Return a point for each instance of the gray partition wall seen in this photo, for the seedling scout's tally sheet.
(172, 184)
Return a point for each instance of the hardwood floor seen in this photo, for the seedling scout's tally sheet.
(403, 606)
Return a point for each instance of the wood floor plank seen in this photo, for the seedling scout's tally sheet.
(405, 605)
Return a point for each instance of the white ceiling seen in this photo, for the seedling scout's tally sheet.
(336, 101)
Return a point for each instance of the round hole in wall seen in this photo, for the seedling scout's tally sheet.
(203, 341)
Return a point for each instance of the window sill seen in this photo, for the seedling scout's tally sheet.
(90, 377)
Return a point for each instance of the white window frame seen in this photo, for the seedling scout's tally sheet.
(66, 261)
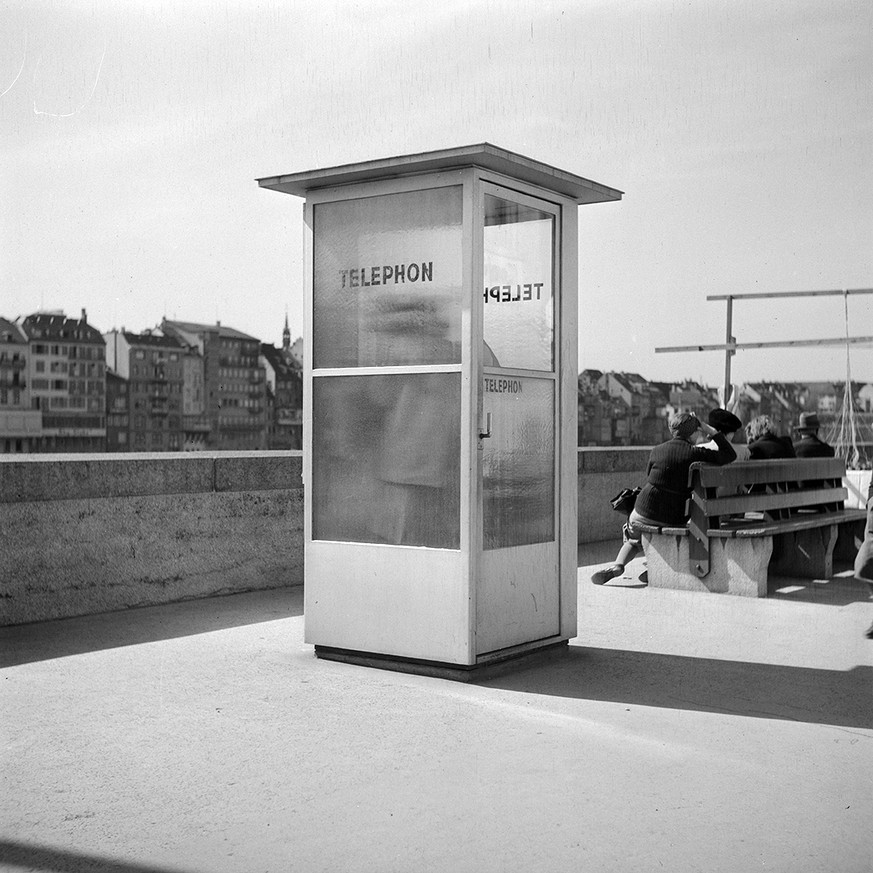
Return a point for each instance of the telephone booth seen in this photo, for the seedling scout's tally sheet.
(440, 392)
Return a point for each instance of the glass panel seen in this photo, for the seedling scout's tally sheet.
(519, 307)
(388, 280)
(518, 463)
(386, 455)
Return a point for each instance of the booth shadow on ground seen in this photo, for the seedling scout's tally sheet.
(42, 641)
(802, 694)
(44, 858)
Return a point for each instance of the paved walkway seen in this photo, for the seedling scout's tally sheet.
(681, 732)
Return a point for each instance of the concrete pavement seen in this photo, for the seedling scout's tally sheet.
(681, 732)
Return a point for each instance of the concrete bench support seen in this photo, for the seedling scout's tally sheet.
(737, 566)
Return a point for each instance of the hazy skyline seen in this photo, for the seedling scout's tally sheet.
(132, 135)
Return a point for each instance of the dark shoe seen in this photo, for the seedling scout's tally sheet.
(603, 576)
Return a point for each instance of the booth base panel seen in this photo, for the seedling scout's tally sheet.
(486, 667)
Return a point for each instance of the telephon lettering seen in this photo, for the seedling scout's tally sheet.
(514, 293)
(399, 274)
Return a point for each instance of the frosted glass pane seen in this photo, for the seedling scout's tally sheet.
(518, 327)
(388, 278)
(518, 462)
(386, 459)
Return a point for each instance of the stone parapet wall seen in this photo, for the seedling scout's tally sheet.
(602, 473)
(82, 534)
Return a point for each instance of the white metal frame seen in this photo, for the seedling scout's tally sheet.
(458, 646)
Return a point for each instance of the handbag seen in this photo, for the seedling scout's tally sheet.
(625, 500)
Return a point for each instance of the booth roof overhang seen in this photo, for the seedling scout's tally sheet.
(483, 155)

┄┄┄┄┄┄┄┄┄┄

### Work instructions
Quote the listing above word for word, from the line that contains "Return a point for each instance of the dark" through the listing's last line.

### Solution to the problem
Return a point for each instance of the dark shoe seen in this photo, for the seedling scout's tally sheet.
(603, 576)
Return a point for each instance of the booth base panel seen in this photo, for the seedling scout's tally sheet.
(486, 667)
Return a point for each instance of the telephon lettering seen in this photo, for the seedling scout's tally sheet.
(514, 293)
(399, 274)
Return a point for each instance of the frosted glass pane seen in this photo, for the seedling scout's tally sheet.
(518, 327)
(388, 278)
(518, 462)
(386, 459)
Return a point for each instance of the stone parapet wall seen in this photo, for the seedling scout's tally sheet.
(602, 473)
(82, 534)
Return a point for each instance of the white metal frame seen in this photo, for the seedling scout's tally sheet.
(458, 646)
Return a point for each instance of the handbag seen in this photo, for the seedling scout's tally sheet.
(625, 500)
Return a point for each instance of the booth roof overhang seen in this photo, for the seedling scout's tally sheet.
(483, 155)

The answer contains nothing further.